=== Directive ===
Reproduce the material below line for line, leaving every character unchanged.

───── Material for the task

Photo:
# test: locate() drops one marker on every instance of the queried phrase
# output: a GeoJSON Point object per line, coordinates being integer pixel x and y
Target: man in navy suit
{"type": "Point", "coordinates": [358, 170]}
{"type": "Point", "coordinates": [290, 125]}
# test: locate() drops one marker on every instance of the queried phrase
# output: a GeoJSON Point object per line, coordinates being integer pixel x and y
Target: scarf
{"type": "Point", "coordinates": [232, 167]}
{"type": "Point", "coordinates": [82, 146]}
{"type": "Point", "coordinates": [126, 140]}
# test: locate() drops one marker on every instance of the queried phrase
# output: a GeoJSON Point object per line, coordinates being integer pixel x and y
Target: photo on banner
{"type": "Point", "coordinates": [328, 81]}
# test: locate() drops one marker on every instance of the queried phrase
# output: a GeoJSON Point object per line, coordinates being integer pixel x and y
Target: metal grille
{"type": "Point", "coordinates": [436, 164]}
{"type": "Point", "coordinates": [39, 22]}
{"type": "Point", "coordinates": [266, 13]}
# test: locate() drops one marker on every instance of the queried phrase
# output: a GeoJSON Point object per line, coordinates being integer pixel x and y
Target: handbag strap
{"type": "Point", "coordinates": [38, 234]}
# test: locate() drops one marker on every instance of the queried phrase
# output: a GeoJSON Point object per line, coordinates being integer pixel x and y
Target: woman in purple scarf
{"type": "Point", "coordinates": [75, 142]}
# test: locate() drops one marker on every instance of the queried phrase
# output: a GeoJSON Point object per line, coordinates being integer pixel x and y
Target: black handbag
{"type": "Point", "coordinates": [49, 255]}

──────────

=== Response to this task ===
Photo:
# test: locate() drops one marker on every instance of the queried phrase
# output: a GeoJSON Point object per line, coordinates being integer pixel x and y
Target: man in navy suit
{"type": "Point", "coordinates": [358, 170]}
{"type": "Point", "coordinates": [290, 125]}
# test: locate() drops one marker on every instance of the queried phrase
# output: a GeoJSON Point object per line, coordinates being integer pixel x and y
Target: scarf
{"type": "Point", "coordinates": [232, 167]}
{"type": "Point", "coordinates": [82, 146]}
{"type": "Point", "coordinates": [126, 140]}
# test: locate() drops one marker on every instance of the queried phrase
# output: a GeoJSON Point object per line, coordinates being integer pixel x and y
Target: photo on banner
{"type": "Point", "coordinates": [328, 81]}
# test: locate() drops one marker on every instance of the queried phrase
# output: a GeoJSON Point object per line, coordinates being integer pixel x and y
Target: metal grille
{"type": "Point", "coordinates": [436, 164]}
{"type": "Point", "coordinates": [39, 22]}
{"type": "Point", "coordinates": [266, 13]}
# test: locate() drops one marker on every instance of the queried phrase
# output: a GeoJSON Point object per line, coordinates being integer pixel x and y
Target: handbag strap
{"type": "Point", "coordinates": [38, 234]}
# test: locate() drops one marker on every instance of the queried phrase
# output: a GeoJSON Point object per line, coordinates being integer pixel x and y
Target: woman in purple scarf
{"type": "Point", "coordinates": [75, 142]}
# test: locate() drops one marker on every instance of the queried phrase
# output: a GeoJSON Point object per line, coordinates being integer pixel x and y
Target: black handbag
{"type": "Point", "coordinates": [49, 255]}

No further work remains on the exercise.